> **Short exercise**: Scale the rows between the lines holding "Report the position of each instance of the boy's" and "Target: smiling mouth", inclusive, and write them out again with their requests, multiplying every answer coordinate by 1.9 and rounding to whole numbers, halves up. Leave the numbers in the requests and their format samples as they are.
** begin Listed entries **
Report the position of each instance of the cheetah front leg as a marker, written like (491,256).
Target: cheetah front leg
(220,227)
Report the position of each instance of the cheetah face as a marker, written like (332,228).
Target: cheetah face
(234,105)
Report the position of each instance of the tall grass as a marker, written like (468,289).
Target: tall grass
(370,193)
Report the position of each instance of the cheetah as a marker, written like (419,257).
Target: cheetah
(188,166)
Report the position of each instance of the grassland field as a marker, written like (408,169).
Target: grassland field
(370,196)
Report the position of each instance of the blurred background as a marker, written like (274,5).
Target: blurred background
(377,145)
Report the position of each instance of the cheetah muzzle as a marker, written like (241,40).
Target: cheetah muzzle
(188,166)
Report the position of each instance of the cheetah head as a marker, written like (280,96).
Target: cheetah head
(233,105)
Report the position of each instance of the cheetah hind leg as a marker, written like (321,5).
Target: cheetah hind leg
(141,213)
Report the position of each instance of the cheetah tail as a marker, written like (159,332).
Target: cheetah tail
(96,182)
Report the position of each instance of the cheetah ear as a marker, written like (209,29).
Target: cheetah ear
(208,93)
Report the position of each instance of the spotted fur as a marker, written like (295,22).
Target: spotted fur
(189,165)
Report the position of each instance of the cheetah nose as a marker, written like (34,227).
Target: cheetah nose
** end Listed entries **
** begin Listed entries **
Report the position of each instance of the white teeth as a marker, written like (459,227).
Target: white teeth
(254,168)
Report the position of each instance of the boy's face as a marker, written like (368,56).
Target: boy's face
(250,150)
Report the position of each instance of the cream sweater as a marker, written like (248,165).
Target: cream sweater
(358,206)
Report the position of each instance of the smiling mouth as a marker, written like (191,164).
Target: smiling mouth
** end Listed entries **
** begin Listed entries **
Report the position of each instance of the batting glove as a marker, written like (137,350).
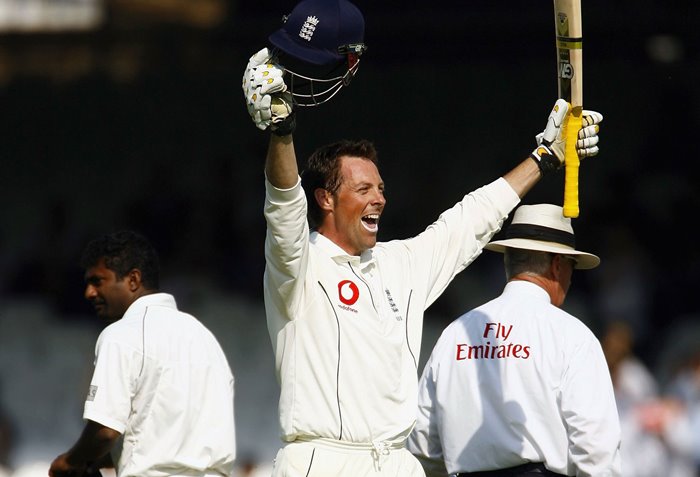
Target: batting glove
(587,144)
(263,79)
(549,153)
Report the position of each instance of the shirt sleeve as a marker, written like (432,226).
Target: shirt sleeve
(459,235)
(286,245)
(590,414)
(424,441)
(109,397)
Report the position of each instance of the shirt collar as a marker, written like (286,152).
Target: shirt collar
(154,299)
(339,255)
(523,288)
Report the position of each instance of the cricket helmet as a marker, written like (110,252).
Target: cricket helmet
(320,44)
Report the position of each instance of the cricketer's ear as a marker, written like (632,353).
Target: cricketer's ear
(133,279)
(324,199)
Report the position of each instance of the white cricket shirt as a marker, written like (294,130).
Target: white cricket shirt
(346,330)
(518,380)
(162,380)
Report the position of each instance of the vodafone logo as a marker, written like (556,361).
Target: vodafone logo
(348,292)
** end Listed entries **
> **Exercise output**:
Report the position of each instance of the boy's face as a marker, written like (368,56).
Target: boy's face
(475,285)
Report the position of each instance of the cream sweater as a marker, written like (248,165).
Target: cream sweater
(680,391)
Report the position of each instance of the smiling mouth as a marker, written like (191,164).
Target: smiling mouth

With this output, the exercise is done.